§ Fragmento del documento:
- - -

Por: Rosalba Castillo…
La humanidad parece haberse extrañado ahora más que nunca. Este retiro involuntario nos hizo encontrarnos, lejos de todos, tras las ventanas. Con la esperanza de cuando podríamos volvernos a ver más allá de las neveras donde están las berenjenas en los supermercados. La nostalgia de momentos compartidos. La tristeza despertaba y dormía con nosotros. De pronto comenzamos a sentirnos con nuestros lados oscuros en medio de la soledad. Sin escuelas, sin oficinas, sin cafés, sin calles llena de extraños que en ocasiones sonríen o no, pero están para llenar esa necesidad de ver gente. Las pantallas acercaron nuestros corazones inclusive con aquellos que nos eran desconocidos. No estamos diseñados para vivir en solitario, aunque la tendencia parece indicar lo contrario. Nos necesitamos. No podemos cerrarnos a este mundo de contacto y encuentro. Dos años después, validarnos ha sido la gran lección de esta pandemia. Este tiempo en lejanía nos ha llevado a sembrar la empatía con nosotros, con el otro y darnos el justo valor.
En estas fechas algunos nos reencontramos, con desesperación salimos en la búsqueda de objetos para obsequiar y demostrar el afecto que sentimos por los otros, aupados por el consumismo al que nos empuja la sociedad. En ocasiones dejamos de lado el tiempo y las experiencias como el mejor presente para dar y recibir. Deseamos que las pequeñas cosas que nos brinda ese convivir con nosotros y los demás, nos haya hecho validarnos en la dimensión humana en nuestro andar, así como reflexionar en un afecto que vaya más allá de los objetos, de mensajes electrónicos que, aunque han sido fuente inagotable de comunicación en este tiempo de virtualidad, no sustituyen el amor que podemos manifestar a través de detalles especiales como un abrazo, un apretón de manos o simplemente compañía.

- - -

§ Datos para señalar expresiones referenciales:
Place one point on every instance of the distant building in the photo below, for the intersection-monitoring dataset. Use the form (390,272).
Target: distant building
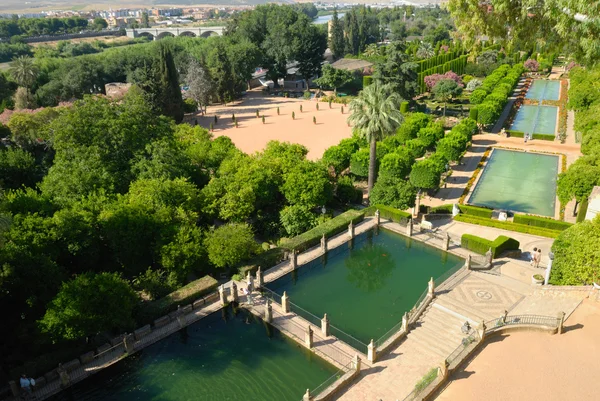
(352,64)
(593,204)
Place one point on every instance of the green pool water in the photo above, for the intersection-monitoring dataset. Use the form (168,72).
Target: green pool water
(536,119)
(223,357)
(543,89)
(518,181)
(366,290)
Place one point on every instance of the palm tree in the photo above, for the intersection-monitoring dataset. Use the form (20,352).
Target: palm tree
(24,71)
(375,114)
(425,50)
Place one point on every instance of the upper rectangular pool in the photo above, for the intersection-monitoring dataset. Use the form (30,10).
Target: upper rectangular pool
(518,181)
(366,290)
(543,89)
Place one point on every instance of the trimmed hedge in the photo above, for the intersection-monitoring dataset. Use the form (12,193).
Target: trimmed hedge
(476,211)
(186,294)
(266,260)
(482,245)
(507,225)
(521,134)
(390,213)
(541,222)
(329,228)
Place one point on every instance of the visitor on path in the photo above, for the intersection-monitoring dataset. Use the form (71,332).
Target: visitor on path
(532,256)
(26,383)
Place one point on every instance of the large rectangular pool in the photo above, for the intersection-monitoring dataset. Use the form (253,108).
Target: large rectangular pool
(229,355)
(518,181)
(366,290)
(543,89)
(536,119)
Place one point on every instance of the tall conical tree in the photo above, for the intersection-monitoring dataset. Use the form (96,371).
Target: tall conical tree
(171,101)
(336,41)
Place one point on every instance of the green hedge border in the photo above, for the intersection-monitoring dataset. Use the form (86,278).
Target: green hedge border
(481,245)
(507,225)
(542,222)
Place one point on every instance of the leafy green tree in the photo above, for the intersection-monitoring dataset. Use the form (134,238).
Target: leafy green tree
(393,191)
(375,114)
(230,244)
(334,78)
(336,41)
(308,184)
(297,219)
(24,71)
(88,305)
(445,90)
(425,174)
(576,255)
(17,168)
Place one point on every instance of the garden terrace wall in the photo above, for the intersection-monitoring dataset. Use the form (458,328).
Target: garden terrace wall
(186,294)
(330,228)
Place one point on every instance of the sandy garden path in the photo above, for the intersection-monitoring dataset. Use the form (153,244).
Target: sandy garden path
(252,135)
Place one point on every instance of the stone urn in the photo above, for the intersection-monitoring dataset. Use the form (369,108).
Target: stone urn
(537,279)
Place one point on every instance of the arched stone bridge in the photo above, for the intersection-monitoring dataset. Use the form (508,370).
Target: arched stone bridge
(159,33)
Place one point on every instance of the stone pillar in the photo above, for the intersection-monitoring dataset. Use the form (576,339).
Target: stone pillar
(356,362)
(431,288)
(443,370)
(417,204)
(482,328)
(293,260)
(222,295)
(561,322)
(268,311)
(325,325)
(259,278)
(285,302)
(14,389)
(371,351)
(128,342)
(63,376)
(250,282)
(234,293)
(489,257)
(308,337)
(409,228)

- - -

§ Lista de tareas:
A) Reproduce el pasaje del texto sobre la pandemia que comienza en "En estas fechas" y termina en "o simplemente compañía.".
B) Escribe la parte que sigue al texto sobre la pandemia, a partir de su última oración.

§ Respuestas del ejercicio:
A)
En estas fechas algunos nos reencontramos, con desesperación salimos en la búsqueda de objetos para obsequiar y demostrar el afecto que sentimos por los otros, aupados por el consumismo al que nos empuja la sociedad. En ocasiones dejamos de lado el tiempo y las experiencias como el mejor presente para dar y recibir. Deseamos que las pequeñas cosas que nos brinda ese convivir con nosotros y los demás, nos haya hecho validarnos en la dimensión humana en nuestro andar, así como reflexionar en un afecto que vaya más allá de los objetos, de mensajes electrónicos que, aunque han sido fuente inagotable de comunicación en este tiempo de virtualidad, no sustituyen el amor que podemos manifestar a través de detalles especiales como un abrazo, un apretón de manos o simplemente compañía.

B)
Se hace importante reconocernos en las emociones propias y en aquellas de los demás, permitirnos sentirlas, saborearlas y explorarlas, sin necesidad de reprimirlas o llamarlas como negativas sino identificar cada una de las mismas, además de las situaciones que las generan y finalmente crear herramientas para gestionarlas. Aceptar, sin juzgar ni tratar de cambiar al otro nos hace validarnos con todos los beneficios que ese proceso conlleva. Amar en libertad, sin toxicidad, será el mejor regalo a nuestra salud mental y a la de los demás, haciéndonos cargo de nosotros mismos y de nuestro sentir, pero también estando en disponibilidad para admitir el de aquellos que comparten nuestras vidas, muy a pesar de ser diferente al nuestro, ni siquiera que nos parezca ilógica su respuesta emocional.
La validación construye un puente de intimidad entre las personas de nuestro alrededor, reforzando la confianza y el amor, de la misma manera que ayuda a los demás a vivir su sentir. El soporte emocional que nos brindemos y le ofrezcamos a los demás, hará que normalicemos la diversidad. Somos diferentes por gran fortuna y esta práctica de poder validar a quienes están en nuestro entorno nos da esa autovalidación tan necesaria para descubrirnos como seres únicos e irrepetibles, capaces de construir una red afectiva que nos brinde estabilidad y nos haga sentir lo importante que somos para el otro, pero por sobre todo para nosotros mismos.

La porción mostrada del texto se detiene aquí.